- [Directions for this task]:
Write out all entries word for word.

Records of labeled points
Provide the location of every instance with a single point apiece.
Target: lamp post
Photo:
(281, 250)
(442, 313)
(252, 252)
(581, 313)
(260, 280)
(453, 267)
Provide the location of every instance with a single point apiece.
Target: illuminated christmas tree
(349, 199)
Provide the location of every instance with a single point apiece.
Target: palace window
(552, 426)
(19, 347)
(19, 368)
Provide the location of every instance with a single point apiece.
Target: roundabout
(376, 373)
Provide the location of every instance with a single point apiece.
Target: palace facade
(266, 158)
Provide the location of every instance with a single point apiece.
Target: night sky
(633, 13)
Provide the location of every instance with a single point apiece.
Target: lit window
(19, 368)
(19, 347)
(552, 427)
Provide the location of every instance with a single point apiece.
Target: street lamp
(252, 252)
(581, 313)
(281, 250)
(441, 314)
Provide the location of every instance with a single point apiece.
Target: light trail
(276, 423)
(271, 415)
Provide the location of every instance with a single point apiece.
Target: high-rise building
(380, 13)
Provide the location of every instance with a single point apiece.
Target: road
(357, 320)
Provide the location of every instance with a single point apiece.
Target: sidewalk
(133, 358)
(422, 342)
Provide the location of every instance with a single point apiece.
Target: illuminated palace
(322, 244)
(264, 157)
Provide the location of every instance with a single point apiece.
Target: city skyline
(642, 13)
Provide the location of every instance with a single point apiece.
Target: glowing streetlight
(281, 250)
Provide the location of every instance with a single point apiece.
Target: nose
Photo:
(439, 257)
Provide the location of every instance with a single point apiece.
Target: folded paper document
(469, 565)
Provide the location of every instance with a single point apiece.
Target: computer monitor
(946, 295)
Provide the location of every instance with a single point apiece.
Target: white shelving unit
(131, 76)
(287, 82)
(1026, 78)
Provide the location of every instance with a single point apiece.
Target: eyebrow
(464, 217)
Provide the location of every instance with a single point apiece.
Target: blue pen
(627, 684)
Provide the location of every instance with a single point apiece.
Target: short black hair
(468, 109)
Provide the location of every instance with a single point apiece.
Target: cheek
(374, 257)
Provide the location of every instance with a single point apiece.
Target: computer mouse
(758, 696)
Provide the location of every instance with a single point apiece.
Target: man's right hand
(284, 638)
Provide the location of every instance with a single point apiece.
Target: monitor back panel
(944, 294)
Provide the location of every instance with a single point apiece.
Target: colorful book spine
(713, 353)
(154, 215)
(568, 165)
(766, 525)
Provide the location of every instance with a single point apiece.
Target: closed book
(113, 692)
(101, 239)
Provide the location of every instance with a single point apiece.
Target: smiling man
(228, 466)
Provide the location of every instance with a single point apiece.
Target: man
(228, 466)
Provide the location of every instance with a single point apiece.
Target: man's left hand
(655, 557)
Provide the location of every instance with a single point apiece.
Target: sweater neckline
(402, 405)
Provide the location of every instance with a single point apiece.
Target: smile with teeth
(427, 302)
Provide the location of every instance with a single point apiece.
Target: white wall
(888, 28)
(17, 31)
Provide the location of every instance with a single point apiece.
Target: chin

- [Full solution]:
Provide the location of every instance with a single point apiece.
Target: lamp post
Photo:
(281, 250)
(442, 313)
(252, 252)
(581, 313)
(260, 280)
(453, 267)
Provide the location of every instance with a single point apiece.
Target: illuminated christmas tree
(349, 199)
Provide the location of every instance with a single point apiece.
Target: palace window
(552, 426)
(19, 347)
(19, 368)
Provide the location of every instance with a single point apiece.
Target: roundabout
(376, 373)
Provide the location of every instance with a single point apiece.
Target: palace facade
(266, 158)
Provide the location of every instance with a single point apiece.
Target: night sky
(633, 13)
Provide the location of every instance with a single point apiece.
Target: lit window
(19, 368)
(19, 347)
(552, 427)
Provide the location of every instance with a single point apiece.
Target: street lamp
(252, 252)
(581, 313)
(281, 250)
(441, 314)
Provide the location of every instance with a single point apiece.
Target: light trail
(276, 423)
(271, 415)
Provide the location of every instance with a single point apiece.
Target: high-rise building
(380, 13)
Provide the location of every instance with a single point apiece.
Target: road
(357, 320)
Provide the location of every instance with a single point apiece.
Target: sidewalk
(133, 358)
(422, 342)
Provide the location of every instance with a single point apiece.
Target: illuminated palace
(322, 244)
(264, 157)
Provide the location of every instance with a single point apiece.
Target: city skyline
(642, 13)
Provide the location of every instance with a single point apiece.
Target: glowing streetlight
(281, 250)
Provide the location of every instance with a single point apiece.
Target: nose
Photo:
(439, 257)
Provide the location of every instance with a single point apiece.
Target: folded paper document
(469, 565)
Provide the location of every instance with a single point apiece.
Target: computer monitor
(946, 295)
Provide the location of every instance with a single point apiece.
Target: white shelving unit
(131, 76)
(287, 82)
(1026, 78)
Provide the location of every instance with a single point apiece.
Target: eyebrow
(464, 217)
Provide the location of every instance with a single point apiece.
Target: blue pen
(627, 684)
Provide the location of every instance with a single point apiece.
Target: short black hair
(468, 109)
Provide the location of every instance with a single point apiece.
Target: cheek
(374, 257)
Provide the location of every instance with a single point apiece.
Target: computer mouse
(758, 696)
Provide the location of every instance with a single point apiece.
Target: man's right hand
(284, 638)
Provide the location of every instance with a single point apiece.
Target: monitor back panel
(944, 294)
Provide the location of every instance with a single point apiece.
Target: colorful book spine
(713, 353)
(154, 215)
(568, 165)
(766, 525)
Provide the location of every instance with a single point apiece.
Target: closed book
(113, 692)
(101, 239)
Provide the location of every instance with a single point apiece.
Target: smiling man
(228, 466)
Provide the location of every instance with a single point apiece.
Target: man
(228, 466)
Provide the location of every instance with a single point apiece.
Target: man's left hand
(655, 557)
Provide the location of every instance with a single point apiece.
Target: sweater neckline
(402, 405)
Provide the location of every instance with a single point apiece.
Target: smile with teeth
(427, 302)
Provide the location of every instance with a single point apiece.
Target: white wall
(888, 28)
(17, 31)
Provide the location of every instance with a single point apiece.
Target: chin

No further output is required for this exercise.